» **TASK INPUT**:
>>>>

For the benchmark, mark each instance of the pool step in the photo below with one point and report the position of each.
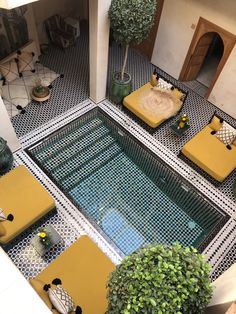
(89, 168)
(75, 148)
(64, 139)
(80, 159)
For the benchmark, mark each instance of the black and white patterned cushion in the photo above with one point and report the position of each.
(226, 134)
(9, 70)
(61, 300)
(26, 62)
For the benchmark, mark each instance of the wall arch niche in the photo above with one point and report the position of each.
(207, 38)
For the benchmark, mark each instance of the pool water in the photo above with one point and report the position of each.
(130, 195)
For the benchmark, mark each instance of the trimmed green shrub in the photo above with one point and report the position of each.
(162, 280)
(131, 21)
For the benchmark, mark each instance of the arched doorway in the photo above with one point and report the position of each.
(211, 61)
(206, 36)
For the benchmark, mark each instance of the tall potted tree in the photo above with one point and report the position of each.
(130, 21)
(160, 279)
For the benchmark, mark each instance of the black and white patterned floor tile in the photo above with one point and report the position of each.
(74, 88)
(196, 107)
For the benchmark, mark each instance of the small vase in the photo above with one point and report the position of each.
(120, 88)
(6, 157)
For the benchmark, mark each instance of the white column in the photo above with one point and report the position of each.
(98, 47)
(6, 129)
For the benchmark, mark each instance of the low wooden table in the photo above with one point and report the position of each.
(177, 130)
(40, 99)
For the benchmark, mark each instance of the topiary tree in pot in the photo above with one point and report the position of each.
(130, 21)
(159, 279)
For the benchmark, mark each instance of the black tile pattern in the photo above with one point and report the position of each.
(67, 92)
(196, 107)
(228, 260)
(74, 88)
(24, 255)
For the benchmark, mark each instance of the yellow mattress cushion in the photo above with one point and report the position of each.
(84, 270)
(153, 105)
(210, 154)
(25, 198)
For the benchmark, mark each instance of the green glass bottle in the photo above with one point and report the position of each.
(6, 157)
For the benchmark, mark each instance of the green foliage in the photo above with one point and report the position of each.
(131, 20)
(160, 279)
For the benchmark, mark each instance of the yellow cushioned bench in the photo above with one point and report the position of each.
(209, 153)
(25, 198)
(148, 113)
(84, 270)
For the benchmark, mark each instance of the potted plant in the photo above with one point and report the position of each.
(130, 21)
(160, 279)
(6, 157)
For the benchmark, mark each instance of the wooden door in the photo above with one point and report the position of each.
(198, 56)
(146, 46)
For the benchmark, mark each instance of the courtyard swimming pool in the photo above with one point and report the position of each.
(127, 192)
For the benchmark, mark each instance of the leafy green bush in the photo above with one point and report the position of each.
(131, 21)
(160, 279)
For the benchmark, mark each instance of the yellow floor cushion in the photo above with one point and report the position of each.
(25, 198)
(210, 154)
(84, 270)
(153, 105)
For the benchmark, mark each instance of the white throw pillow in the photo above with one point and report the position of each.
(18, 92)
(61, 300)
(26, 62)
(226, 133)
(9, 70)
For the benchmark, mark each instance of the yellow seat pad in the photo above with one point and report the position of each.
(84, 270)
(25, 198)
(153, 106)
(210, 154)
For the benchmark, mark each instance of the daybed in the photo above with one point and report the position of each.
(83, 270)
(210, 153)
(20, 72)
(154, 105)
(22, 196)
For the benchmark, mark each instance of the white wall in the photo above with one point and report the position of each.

<<<<
>>>>

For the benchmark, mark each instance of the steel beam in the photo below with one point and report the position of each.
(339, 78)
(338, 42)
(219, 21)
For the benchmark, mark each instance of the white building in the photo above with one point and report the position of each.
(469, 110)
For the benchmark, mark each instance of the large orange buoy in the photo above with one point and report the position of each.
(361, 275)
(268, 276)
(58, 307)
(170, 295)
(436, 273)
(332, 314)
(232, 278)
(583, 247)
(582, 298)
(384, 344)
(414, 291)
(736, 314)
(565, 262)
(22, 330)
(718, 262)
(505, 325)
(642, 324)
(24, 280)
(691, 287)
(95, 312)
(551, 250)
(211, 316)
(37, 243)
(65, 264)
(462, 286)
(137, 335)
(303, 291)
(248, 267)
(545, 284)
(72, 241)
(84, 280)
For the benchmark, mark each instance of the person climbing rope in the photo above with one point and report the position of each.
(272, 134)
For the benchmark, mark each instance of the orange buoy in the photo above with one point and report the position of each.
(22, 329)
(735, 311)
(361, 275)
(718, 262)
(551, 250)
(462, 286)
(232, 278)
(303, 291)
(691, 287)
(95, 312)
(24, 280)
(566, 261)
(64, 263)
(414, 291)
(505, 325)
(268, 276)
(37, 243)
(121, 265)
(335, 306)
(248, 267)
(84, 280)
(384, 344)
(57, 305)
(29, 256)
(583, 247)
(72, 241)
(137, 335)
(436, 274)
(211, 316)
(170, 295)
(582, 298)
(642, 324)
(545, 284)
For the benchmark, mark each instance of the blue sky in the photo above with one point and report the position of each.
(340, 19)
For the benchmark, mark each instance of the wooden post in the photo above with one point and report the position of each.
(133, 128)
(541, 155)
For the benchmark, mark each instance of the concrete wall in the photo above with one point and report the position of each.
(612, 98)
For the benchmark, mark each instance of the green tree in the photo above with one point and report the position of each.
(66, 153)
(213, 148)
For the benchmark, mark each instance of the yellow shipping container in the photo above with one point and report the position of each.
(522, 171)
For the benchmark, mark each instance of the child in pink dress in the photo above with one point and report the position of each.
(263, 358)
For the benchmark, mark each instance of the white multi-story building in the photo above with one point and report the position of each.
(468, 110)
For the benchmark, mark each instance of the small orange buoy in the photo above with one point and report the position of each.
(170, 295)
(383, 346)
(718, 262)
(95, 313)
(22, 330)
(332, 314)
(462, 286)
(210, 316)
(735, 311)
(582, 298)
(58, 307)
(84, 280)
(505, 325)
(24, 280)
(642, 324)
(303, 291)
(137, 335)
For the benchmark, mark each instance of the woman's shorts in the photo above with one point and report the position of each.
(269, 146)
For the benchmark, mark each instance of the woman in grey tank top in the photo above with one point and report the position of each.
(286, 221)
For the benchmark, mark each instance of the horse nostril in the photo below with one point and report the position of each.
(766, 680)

<<<<

» **GOAL**:
Repeat word for word the lines from the one that contains "For the benchmark, mark each instance of the white throw" through the one that contains "For the benchmark, mark each instance of the white wall", including both of those lines.

» **FINAL ANSWER**:
For the benchmark, mark each instance of the white throw pillow in the photo above with one point and report the position of each.
(18, 92)
(61, 300)
(26, 62)
(226, 133)
(9, 70)
For the benchmark, mark each instance of the yellow seat pad in the photo above with one point and report the position of each.
(84, 270)
(25, 198)
(153, 106)
(210, 154)
For the benchmark, mark each instance of the daybed in the photo above with one point and report the position of each.
(83, 270)
(210, 153)
(20, 72)
(154, 105)
(22, 196)
For the benchmark, mark each instance of the white wall in the photo above with one point and report the position of each.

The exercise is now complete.